Your task
Which lines in the data below contain the word "grass"? Pull out every such line and list it.

# Records provided start

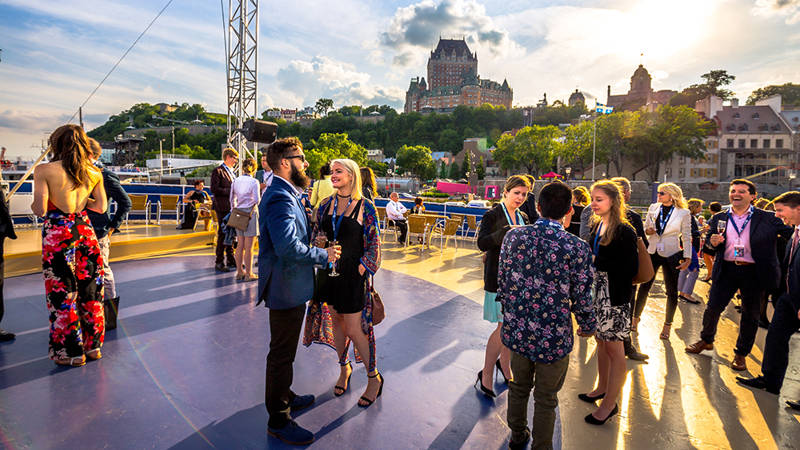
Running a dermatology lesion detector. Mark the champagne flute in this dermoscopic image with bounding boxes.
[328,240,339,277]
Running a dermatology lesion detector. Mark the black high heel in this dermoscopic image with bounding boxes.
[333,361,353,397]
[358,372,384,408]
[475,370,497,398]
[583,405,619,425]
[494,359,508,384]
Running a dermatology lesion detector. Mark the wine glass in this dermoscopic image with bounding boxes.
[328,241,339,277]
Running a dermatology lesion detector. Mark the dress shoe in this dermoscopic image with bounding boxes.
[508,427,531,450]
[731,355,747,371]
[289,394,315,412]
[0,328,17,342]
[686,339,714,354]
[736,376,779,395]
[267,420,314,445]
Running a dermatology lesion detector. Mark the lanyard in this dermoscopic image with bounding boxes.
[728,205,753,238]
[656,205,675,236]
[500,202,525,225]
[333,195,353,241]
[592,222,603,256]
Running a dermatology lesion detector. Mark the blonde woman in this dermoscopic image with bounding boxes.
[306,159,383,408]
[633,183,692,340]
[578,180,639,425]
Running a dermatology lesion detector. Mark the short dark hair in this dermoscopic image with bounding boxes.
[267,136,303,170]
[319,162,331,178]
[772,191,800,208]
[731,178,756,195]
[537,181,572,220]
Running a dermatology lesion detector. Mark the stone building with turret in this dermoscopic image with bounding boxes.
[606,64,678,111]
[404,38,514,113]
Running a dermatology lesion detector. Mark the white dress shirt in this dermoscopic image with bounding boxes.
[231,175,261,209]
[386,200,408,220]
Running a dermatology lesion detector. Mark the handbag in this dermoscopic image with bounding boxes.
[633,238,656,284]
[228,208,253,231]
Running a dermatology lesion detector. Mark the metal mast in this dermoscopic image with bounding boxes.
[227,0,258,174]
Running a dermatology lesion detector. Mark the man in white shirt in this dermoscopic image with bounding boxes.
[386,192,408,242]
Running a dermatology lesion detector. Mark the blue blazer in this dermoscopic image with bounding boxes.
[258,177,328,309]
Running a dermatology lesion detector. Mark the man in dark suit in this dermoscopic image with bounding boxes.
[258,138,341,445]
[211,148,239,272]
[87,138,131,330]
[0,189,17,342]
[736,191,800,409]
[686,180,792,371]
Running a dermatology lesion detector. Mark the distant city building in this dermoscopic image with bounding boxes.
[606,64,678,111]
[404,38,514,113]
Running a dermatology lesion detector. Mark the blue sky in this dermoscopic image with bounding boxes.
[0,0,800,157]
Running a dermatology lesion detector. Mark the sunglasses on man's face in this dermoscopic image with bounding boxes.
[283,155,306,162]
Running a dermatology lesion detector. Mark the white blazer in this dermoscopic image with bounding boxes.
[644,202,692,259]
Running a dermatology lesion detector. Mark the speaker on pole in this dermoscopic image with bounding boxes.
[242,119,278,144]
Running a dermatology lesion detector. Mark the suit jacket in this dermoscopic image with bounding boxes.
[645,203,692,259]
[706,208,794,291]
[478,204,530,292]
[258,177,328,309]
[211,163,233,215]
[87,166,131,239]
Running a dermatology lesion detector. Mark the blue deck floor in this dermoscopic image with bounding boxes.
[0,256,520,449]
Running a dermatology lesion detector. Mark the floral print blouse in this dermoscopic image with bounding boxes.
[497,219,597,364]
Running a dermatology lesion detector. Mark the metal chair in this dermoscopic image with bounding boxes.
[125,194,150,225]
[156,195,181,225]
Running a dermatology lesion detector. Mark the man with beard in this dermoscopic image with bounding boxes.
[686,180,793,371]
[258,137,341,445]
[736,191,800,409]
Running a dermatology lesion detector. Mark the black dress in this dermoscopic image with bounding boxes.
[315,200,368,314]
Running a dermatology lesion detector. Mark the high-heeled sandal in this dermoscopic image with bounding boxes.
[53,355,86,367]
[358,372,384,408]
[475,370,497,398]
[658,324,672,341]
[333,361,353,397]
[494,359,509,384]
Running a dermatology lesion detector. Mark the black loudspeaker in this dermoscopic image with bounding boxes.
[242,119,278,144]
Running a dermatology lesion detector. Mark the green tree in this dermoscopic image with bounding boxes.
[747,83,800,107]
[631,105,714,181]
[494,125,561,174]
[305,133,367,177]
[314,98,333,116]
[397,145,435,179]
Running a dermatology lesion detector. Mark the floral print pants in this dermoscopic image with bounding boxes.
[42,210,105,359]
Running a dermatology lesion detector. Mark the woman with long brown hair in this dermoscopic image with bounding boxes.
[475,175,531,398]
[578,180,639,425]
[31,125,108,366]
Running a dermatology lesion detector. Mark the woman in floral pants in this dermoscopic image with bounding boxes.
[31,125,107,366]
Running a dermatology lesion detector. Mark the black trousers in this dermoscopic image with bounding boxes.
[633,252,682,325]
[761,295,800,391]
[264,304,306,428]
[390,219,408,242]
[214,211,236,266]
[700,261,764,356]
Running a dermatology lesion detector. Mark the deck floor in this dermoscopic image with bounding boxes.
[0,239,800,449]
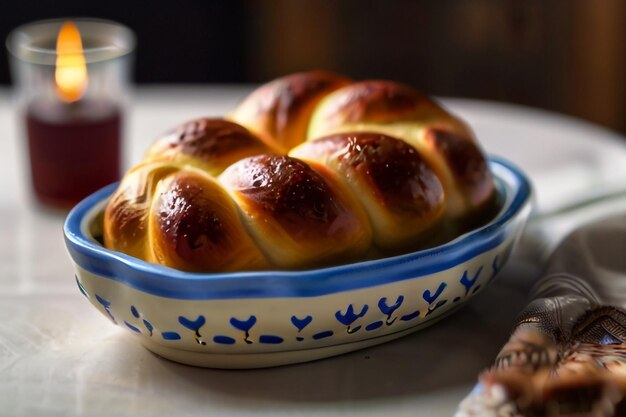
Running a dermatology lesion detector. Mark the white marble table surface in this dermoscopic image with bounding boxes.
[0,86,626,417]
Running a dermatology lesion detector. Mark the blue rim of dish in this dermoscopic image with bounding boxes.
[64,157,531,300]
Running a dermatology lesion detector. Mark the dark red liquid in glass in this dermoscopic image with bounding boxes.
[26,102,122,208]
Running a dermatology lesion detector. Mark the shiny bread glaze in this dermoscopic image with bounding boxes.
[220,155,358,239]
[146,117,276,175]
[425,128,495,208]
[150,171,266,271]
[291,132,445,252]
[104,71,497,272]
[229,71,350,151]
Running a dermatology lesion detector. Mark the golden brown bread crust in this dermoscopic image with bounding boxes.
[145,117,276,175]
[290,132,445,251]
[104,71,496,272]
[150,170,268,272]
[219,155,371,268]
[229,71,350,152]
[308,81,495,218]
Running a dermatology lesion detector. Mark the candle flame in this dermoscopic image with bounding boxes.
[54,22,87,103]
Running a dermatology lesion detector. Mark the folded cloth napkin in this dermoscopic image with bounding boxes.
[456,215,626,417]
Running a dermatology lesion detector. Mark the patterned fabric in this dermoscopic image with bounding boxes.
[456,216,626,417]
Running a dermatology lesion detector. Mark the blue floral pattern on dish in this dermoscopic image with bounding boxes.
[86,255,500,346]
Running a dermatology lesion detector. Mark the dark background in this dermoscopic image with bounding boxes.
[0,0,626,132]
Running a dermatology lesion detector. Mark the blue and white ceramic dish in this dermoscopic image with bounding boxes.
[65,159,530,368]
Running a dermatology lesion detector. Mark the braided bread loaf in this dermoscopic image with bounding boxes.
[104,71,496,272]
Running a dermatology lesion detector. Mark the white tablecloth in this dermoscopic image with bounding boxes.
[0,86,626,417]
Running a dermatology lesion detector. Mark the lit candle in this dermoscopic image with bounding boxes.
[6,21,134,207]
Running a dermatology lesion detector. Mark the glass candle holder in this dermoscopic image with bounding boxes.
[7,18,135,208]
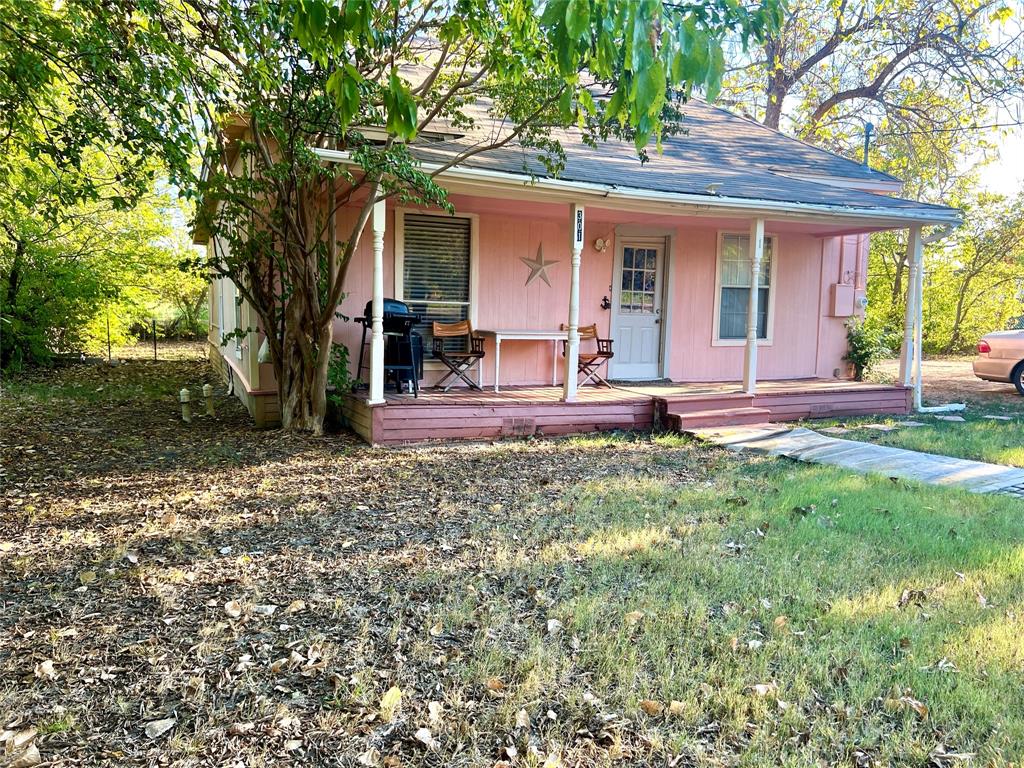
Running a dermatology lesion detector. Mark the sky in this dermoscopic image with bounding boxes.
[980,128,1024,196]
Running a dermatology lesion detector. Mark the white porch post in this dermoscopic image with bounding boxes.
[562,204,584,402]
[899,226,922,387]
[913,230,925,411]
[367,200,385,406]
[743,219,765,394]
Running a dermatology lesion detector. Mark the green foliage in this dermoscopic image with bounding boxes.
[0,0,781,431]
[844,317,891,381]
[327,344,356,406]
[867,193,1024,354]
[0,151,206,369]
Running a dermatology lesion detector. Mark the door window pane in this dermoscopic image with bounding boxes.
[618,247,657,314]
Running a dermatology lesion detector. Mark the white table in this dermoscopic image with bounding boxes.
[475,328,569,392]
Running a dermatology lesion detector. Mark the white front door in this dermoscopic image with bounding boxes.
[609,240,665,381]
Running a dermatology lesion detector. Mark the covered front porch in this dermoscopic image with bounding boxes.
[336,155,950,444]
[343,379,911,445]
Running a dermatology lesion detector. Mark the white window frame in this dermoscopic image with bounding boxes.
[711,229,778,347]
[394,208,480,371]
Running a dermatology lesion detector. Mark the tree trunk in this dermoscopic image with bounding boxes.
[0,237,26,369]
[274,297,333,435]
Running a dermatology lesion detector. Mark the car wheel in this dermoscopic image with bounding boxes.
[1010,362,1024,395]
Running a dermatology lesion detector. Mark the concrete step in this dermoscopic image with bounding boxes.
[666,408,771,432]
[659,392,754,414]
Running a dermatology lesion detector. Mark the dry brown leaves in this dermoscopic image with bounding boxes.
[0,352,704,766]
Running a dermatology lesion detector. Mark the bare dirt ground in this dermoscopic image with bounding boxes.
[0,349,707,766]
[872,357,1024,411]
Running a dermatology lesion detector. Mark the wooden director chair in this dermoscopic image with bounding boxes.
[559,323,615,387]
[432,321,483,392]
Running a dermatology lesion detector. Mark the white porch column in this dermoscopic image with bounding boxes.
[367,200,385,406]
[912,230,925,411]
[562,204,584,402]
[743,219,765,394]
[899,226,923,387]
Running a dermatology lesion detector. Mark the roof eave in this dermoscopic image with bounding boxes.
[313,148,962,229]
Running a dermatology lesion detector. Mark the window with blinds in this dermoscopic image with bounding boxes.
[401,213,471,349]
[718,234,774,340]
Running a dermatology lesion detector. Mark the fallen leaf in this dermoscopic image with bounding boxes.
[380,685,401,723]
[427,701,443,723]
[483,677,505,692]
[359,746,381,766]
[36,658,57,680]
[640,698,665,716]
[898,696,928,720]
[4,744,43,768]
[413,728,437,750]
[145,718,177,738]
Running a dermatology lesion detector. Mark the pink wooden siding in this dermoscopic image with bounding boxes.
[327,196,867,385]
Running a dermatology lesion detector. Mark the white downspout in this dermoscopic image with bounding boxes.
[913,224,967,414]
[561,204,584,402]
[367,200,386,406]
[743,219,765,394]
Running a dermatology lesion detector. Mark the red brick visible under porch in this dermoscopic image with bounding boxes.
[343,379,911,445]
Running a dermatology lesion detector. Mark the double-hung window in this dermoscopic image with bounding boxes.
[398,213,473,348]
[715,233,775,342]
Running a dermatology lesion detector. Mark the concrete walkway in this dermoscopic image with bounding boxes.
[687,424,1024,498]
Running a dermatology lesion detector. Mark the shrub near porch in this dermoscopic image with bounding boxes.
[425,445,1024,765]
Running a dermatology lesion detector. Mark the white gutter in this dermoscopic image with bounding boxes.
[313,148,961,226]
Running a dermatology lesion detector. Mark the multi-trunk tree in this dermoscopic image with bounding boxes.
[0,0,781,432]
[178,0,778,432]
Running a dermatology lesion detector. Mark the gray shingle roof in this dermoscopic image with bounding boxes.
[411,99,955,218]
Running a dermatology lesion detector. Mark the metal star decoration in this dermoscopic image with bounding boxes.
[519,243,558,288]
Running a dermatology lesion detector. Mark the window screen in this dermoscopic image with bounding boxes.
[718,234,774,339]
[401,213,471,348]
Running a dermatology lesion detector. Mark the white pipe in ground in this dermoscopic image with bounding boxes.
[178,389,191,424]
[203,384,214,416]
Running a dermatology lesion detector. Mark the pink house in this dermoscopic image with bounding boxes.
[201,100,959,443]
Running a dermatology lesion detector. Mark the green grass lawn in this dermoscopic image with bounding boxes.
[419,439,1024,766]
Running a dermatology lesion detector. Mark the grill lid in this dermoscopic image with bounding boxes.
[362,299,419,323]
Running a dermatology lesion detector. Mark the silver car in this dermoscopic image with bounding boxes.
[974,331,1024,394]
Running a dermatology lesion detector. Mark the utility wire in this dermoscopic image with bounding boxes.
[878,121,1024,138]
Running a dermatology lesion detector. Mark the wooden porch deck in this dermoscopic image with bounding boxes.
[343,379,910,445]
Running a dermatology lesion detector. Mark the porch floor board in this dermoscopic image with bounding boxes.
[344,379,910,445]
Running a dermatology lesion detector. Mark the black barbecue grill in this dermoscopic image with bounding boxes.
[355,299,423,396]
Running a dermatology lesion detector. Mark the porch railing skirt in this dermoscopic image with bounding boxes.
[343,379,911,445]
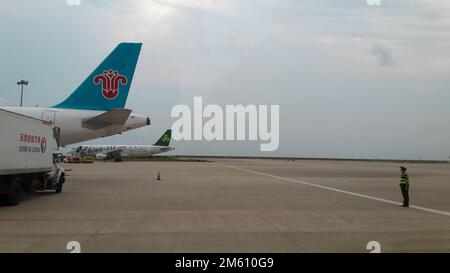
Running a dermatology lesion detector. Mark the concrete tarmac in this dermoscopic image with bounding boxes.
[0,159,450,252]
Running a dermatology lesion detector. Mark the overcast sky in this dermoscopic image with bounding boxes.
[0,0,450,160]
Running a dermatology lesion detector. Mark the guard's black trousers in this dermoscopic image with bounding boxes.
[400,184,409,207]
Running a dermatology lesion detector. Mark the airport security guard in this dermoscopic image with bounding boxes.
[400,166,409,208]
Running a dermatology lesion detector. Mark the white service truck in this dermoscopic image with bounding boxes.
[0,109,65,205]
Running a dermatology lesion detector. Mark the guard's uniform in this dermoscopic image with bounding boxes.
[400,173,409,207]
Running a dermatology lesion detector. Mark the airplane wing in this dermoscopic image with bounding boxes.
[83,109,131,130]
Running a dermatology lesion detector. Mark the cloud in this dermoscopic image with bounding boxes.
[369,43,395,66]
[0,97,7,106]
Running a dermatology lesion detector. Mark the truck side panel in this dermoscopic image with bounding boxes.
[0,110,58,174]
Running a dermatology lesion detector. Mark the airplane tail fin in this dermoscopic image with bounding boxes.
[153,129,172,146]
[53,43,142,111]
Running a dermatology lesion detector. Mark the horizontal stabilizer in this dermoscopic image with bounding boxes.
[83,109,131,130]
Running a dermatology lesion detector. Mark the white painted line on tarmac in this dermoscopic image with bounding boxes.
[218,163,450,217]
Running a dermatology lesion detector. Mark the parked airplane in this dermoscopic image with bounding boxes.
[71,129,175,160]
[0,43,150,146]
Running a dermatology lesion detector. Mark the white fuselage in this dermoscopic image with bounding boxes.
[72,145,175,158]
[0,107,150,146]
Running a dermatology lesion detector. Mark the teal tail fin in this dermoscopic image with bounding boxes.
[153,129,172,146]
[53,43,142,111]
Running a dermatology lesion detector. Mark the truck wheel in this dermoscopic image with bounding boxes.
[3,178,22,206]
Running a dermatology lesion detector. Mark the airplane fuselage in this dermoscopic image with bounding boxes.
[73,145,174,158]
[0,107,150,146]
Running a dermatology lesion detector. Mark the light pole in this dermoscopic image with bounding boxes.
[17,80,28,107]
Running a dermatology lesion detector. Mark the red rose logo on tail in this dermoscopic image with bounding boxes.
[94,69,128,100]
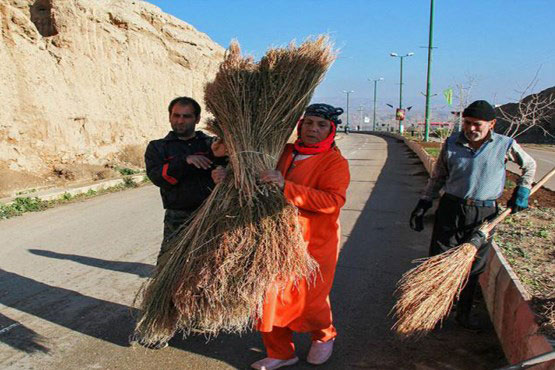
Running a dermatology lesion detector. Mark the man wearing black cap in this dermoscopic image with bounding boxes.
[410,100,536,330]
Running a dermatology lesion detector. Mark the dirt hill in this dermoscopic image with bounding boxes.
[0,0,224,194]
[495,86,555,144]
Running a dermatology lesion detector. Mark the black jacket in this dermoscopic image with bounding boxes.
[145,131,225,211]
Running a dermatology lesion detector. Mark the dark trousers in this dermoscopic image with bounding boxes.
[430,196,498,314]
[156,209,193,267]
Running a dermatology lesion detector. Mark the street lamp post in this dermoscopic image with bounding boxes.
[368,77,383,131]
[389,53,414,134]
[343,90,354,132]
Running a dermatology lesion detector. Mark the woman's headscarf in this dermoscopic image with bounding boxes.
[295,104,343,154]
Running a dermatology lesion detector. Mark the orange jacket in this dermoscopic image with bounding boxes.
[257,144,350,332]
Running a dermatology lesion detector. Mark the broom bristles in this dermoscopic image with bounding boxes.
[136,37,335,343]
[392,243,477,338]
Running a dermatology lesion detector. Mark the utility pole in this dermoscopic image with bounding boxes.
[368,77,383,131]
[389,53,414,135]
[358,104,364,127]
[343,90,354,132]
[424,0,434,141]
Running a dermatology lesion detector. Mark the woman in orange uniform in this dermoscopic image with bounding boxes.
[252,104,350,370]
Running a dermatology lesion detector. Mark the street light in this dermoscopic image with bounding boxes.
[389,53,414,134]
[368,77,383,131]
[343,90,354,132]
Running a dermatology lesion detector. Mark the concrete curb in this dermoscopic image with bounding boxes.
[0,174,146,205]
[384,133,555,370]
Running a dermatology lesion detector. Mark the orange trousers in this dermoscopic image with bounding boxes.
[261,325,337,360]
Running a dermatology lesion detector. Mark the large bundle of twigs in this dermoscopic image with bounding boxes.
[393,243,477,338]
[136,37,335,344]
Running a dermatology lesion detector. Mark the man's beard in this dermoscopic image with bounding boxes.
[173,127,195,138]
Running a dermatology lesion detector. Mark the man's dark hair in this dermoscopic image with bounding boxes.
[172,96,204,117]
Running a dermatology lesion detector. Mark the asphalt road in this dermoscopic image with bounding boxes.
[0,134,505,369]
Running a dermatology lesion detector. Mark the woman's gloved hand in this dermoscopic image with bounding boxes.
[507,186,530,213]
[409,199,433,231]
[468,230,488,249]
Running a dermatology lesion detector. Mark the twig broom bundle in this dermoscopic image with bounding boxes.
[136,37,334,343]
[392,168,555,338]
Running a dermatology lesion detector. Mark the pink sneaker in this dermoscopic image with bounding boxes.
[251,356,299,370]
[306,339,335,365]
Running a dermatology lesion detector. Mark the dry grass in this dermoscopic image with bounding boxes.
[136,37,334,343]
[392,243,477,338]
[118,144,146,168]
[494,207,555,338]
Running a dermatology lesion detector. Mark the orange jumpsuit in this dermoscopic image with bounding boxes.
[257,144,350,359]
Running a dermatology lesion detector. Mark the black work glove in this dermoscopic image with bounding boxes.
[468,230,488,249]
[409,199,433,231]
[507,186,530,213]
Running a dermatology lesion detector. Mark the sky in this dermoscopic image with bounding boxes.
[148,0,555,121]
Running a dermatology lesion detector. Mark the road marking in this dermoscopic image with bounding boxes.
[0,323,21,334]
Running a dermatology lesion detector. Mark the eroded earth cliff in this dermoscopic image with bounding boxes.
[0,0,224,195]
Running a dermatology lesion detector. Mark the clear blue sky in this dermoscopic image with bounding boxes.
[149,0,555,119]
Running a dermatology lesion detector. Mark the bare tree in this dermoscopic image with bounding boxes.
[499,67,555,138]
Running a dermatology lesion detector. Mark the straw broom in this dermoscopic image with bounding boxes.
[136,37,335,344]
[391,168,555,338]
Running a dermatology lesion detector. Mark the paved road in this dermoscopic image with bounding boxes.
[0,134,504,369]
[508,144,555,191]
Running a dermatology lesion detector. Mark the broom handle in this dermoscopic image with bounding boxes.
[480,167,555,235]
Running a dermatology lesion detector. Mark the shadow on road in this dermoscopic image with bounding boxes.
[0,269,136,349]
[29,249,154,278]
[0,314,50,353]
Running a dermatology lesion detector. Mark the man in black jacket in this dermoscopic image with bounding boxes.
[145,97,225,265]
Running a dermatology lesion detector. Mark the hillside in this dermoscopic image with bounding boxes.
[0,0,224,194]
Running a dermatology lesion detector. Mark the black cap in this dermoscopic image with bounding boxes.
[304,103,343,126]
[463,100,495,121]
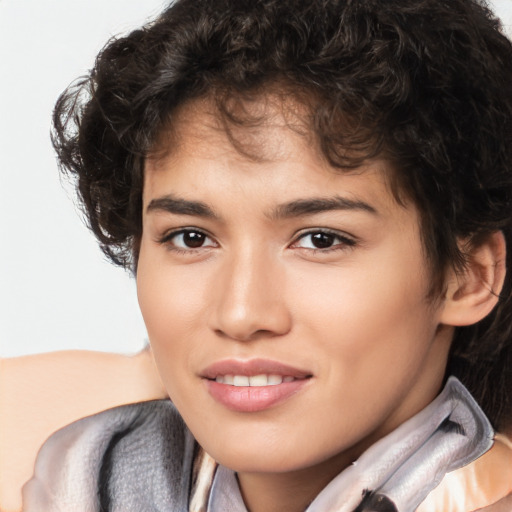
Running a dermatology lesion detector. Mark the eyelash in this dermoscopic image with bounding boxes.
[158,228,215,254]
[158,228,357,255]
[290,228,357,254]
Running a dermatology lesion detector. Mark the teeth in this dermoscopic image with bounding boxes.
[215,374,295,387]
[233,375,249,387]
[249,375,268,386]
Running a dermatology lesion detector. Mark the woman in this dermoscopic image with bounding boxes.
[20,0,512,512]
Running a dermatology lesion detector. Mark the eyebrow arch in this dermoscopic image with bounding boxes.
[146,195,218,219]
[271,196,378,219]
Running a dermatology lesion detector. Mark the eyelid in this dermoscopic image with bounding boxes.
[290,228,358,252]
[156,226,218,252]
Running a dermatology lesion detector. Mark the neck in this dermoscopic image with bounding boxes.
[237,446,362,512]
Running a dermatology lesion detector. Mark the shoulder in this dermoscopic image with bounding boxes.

# Records provided end

Answer to this task
Running a dermatology lesion detector. Mark the green grass lawn in this dermoscopic image with bounding boxes.
Running a dermatology lesion detector. Mark the dry grass in this dermoscopic image with bounding boxes.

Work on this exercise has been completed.